Aim of the exercise> In the entries below, write out everything from the line containing "rough mask: <svg" down to the line containing "positive clicks: (2284, 451) (2251, 470)", swapping "rough mask" for "coarse mask" and keeping all else the same. Give only those lines.

Provided data>
__________________________________________________
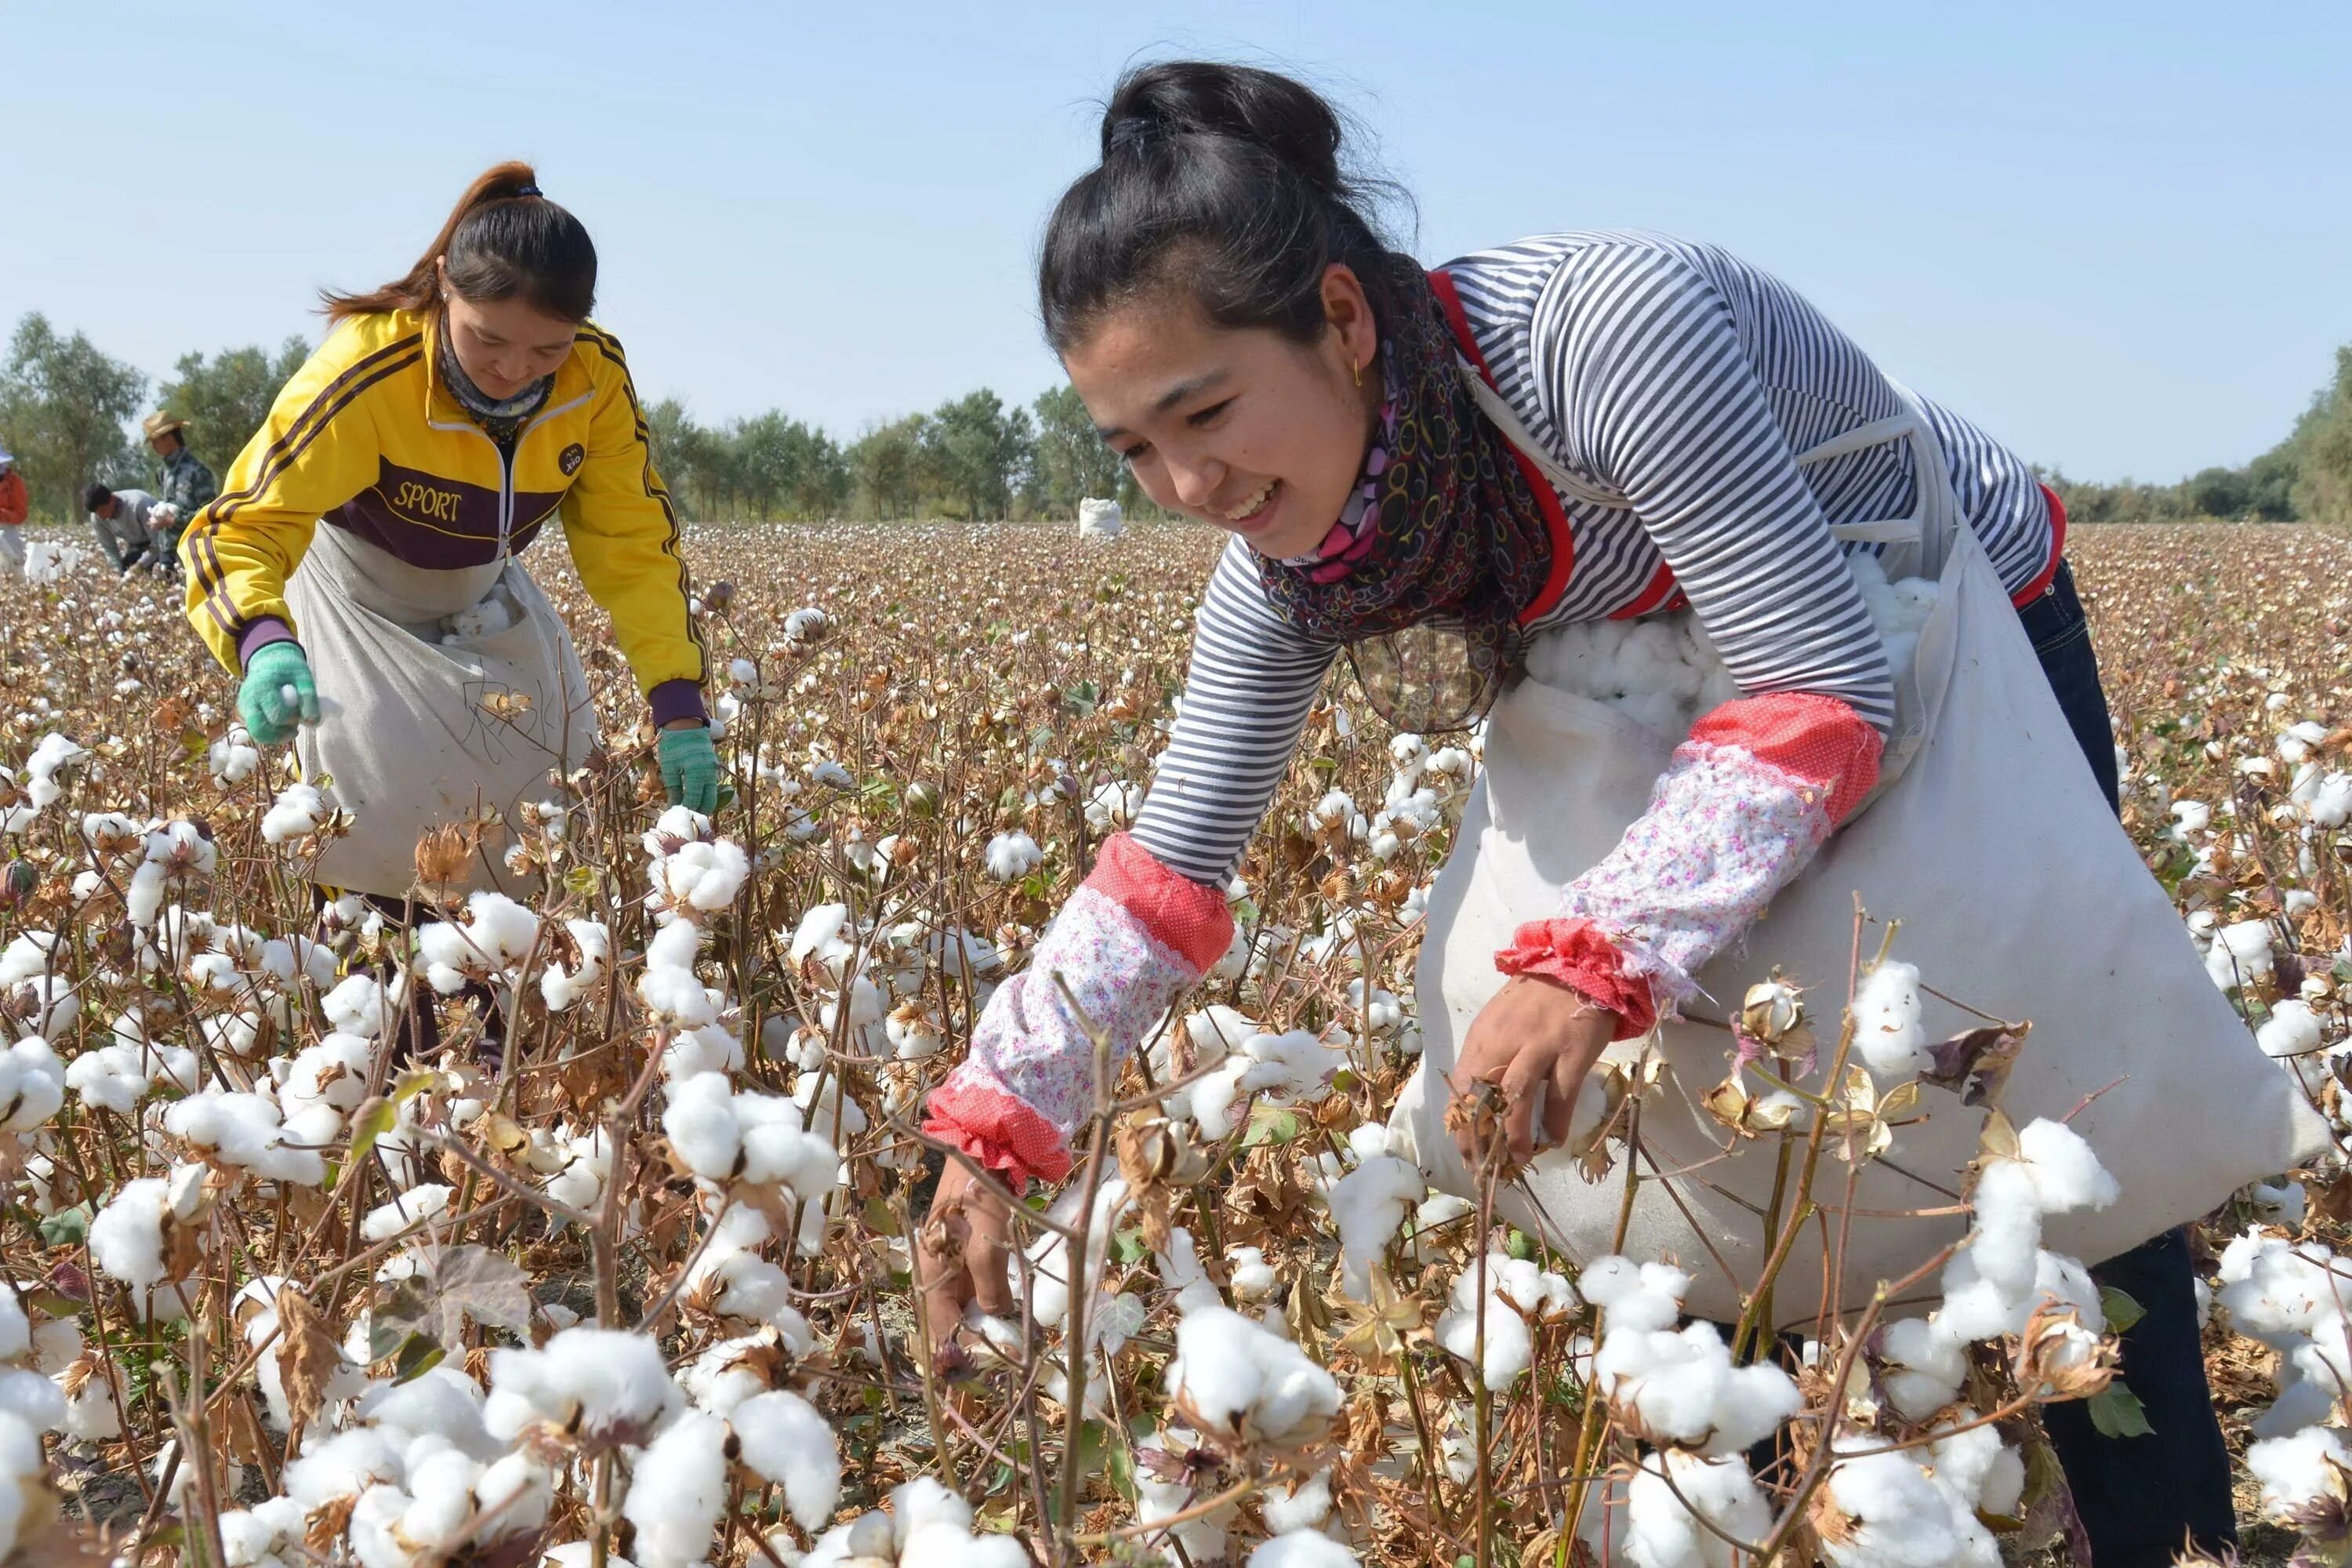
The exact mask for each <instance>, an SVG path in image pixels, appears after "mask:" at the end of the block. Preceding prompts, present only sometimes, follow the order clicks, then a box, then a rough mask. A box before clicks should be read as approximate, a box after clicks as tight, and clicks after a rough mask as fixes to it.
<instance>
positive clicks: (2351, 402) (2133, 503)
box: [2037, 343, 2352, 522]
__________________________________________________
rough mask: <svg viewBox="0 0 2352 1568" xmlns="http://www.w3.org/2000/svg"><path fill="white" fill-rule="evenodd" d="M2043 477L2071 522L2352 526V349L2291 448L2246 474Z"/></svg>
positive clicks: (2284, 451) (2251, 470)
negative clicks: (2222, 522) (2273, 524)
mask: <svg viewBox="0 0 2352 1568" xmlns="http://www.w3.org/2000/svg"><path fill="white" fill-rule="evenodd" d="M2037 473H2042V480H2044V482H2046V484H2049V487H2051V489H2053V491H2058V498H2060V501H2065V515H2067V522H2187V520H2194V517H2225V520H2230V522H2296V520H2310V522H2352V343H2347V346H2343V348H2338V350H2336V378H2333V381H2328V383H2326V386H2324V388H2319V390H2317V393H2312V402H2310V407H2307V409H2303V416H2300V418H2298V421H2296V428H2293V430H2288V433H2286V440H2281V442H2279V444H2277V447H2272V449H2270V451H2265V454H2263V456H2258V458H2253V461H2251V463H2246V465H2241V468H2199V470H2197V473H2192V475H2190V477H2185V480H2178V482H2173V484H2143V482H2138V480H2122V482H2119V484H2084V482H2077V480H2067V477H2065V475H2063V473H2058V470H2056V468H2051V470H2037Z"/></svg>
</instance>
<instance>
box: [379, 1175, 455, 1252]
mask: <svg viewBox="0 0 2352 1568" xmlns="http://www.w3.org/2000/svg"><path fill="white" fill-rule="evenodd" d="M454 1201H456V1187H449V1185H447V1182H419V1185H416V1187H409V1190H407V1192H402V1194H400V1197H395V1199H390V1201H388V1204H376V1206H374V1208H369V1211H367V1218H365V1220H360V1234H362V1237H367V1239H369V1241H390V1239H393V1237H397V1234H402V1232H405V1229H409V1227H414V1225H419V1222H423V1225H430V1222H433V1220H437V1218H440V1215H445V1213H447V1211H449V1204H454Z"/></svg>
__________________________________________________
Task answer>
coarse mask: <svg viewBox="0 0 2352 1568" xmlns="http://www.w3.org/2000/svg"><path fill="white" fill-rule="evenodd" d="M2043 477L2071 522L2352 526V349L2291 448L2246 474Z"/></svg>
positive clicks: (2284, 451) (2251, 470)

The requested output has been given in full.